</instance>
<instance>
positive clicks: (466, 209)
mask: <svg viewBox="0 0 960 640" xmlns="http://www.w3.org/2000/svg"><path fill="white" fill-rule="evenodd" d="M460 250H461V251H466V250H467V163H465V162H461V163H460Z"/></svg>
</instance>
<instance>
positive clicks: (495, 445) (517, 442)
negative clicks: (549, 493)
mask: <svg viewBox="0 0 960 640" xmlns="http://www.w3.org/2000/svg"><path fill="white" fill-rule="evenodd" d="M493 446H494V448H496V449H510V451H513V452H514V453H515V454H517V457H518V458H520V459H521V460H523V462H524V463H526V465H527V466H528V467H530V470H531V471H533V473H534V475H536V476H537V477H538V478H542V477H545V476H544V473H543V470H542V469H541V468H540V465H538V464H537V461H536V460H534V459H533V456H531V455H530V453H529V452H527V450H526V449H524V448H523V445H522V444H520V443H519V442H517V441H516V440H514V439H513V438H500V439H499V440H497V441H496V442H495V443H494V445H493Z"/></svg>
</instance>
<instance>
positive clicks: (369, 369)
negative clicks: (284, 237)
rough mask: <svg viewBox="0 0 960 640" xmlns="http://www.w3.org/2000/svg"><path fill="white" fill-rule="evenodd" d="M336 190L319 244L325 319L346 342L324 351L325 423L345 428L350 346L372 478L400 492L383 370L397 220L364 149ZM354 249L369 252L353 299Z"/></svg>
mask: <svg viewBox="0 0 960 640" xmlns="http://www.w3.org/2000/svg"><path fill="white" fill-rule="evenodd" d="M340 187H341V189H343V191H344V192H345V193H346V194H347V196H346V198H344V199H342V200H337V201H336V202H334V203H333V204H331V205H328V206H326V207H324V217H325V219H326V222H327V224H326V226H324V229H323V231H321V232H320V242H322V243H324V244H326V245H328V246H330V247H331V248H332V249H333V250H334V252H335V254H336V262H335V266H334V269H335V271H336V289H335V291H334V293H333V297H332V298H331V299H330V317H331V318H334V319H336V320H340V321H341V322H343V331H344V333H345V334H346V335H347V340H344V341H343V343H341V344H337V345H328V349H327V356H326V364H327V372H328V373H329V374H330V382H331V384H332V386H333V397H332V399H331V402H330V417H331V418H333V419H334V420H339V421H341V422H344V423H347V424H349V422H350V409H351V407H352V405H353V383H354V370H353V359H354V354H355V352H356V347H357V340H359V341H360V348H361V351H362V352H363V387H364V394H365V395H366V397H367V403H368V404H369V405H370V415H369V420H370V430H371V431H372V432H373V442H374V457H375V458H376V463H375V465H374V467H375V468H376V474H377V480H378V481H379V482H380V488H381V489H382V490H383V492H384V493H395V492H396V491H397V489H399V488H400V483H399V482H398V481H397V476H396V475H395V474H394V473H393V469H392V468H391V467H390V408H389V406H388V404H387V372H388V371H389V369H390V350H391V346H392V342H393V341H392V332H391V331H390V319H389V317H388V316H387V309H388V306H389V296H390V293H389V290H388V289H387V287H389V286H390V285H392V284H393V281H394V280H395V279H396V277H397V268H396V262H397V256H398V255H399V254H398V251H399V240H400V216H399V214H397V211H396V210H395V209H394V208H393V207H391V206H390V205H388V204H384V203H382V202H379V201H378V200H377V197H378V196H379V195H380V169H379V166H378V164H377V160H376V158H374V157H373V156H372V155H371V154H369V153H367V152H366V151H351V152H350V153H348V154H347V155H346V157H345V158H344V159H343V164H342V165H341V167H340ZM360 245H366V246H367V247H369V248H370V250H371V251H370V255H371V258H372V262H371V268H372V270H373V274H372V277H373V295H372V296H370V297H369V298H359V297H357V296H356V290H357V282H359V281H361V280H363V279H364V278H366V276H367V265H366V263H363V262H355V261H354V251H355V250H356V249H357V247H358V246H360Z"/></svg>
--
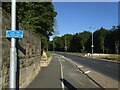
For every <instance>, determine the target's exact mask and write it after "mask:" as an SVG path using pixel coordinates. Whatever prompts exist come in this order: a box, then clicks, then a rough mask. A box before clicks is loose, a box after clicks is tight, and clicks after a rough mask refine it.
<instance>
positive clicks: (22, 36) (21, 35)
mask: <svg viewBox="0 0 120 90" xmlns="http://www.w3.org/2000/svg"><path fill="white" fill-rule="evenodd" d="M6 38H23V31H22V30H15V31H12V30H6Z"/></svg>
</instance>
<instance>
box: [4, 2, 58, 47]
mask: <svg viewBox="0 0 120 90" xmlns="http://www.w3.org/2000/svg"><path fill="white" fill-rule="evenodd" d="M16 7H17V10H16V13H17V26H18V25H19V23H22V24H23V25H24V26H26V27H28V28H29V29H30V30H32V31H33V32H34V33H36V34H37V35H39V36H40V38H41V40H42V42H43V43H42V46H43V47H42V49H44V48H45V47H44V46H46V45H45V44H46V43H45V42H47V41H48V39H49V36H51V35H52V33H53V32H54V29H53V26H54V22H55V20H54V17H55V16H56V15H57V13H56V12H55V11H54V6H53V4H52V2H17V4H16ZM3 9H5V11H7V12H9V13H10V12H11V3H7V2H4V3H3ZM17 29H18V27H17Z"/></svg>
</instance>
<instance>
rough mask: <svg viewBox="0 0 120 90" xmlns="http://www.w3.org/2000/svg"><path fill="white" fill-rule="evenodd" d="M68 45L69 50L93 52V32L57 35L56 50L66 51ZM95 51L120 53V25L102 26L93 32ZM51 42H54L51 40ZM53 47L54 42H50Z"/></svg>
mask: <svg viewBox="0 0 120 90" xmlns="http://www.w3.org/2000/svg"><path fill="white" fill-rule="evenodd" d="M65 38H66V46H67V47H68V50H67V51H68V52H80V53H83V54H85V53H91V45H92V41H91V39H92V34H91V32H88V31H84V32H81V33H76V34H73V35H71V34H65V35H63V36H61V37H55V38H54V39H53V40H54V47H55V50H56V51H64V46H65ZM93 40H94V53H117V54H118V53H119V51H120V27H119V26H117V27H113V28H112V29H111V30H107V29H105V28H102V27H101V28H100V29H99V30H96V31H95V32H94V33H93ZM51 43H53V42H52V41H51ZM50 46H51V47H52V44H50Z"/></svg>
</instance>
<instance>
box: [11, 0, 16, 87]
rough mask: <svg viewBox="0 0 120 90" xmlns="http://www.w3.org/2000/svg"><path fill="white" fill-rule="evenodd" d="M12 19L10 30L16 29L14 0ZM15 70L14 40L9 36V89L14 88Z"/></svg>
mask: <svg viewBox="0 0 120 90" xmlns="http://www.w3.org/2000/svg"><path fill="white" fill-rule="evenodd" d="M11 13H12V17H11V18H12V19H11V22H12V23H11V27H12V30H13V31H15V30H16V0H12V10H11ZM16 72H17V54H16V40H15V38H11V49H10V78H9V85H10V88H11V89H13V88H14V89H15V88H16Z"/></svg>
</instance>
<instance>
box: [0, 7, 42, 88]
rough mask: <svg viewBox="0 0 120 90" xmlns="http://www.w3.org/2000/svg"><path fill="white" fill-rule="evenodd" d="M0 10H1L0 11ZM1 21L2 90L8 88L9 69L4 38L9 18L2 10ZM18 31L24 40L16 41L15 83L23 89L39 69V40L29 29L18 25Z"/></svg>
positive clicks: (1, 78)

TASK GOAL | Your task for the entries above: copy exactly the span starting with the line with "19L10 30L16 29L14" and going on through the line with "positive clicks: (1, 78)", both lines included, and nothing else.

ANSWER FOR THE TASK |
rough mask: <svg viewBox="0 0 120 90" xmlns="http://www.w3.org/2000/svg"><path fill="white" fill-rule="evenodd" d="M12 19L10 30L16 29L14 0ZM15 70L14 40L9 36V89L14 88Z"/></svg>
mask: <svg viewBox="0 0 120 90" xmlns="http://www.w3.org/2000/svg"><path fill="white" fill-rule="evenodd" d="M11 13H12V17H11V18H12V19H11V22H12V23H11V27H12V30H13V31H15V30H16V0H12V10H11ZM16 72H17V54H16V40H15V38H11V49H10V78H9V85H10V88H11V89H13V88H14V89H15V88H16Z"/></svg>
</instance>
<instance>
box: [0, 7, 42, 88]
rough mask: <svg viewBox="0 0 120 90" xmlns="http://www.w3.org/2000/svg"><path fill="white" fill-rule="evenodd" d="M0 10H1L0 11ZM1 21L2 90L8 88L9 69L4 38L9 18L2 10ZM18 31L24 40L16 41L15 83L23 89L39 69V40L29 29L18 25Z"/></svg>
positive clicks: (1, 78)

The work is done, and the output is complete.